--- How to complete this task ---
The data must be copied over exactly and in full.

--- Data provided ---
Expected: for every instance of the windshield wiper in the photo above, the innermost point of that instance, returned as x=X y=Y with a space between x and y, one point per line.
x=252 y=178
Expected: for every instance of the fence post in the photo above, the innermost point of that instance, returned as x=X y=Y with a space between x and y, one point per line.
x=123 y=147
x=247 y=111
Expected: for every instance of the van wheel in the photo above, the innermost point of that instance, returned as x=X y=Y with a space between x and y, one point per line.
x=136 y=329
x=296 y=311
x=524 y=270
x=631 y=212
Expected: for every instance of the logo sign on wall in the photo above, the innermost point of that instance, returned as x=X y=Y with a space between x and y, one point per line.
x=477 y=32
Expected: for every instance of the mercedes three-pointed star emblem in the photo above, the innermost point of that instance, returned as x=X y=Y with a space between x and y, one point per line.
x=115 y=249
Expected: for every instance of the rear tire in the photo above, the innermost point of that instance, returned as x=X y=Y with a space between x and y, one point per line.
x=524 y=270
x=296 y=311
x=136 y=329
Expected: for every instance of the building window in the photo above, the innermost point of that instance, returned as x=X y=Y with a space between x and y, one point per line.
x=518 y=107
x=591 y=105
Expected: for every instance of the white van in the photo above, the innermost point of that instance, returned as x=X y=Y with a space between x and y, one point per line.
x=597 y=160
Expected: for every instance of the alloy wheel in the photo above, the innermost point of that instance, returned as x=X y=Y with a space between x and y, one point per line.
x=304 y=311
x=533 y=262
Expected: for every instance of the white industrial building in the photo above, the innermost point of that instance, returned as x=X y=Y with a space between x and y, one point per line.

--- Answer to this problem ---
Expected: for every instance of the windshield wiper in the photo above, the innermost point of that instance, returned as x=X y=Y with a space between x and y, one point per line.
x=252 y=178
Expected: for every instance of the fence post in the photo above, the innermost point of that instance, returned as x=X y=Y with a space between x and y, one point per line.
x=123 y=147
x=247 y=111
Expected: for every instance of the van wheel in the photo above, the innermost point of that instance, returned as x=X y=Y with a space between x and y, one point per line.
x=136 y=329
x=296 y=311
x=524 y=270
x=631 y=212
Expected: for every instance of the logo sign on wall in the photo above, the innermost point of that instance, returned as x=X y=Y with a space between x and y, one point per line.
x=477 y=32
Expected: for every instance of the mercedes three-pointed star emblem in the photo above, the innermost point of that instance, returned as x=X y=Y with a space between x and y, one point per line.
x=115 y=249
Expected: for every instance of the rear tire in the photo above, the innermost point of that instance, returned as x=X y=Y with a space between x and y, one point per line.
x=524 y=270
x=296 y=311
x=136 y=329
Expected: for every instance of the building window in the photo above, the innermost point of that instance, returned as x=X y=Y with a space between x and y, one point per line.
x=518 y=107
x=591 y=105
Expected: for every instance of the white van in the photo above, the innermost point of that instance, returned as x=X y=Y with a space between x and y, one point per line.
x=597 y=160
Expected: for every instance of the alloy wheel in the photo above, the innermost point of that instance, returned as x=X y=Y with a space between x and y, one point per line.
x=304 y=311
x=533 y=262
Expected: for every instance of the white industrial building in the photo above, the innermost point of that instance, returned as x=X y=Y with a space between x and y, one point per line.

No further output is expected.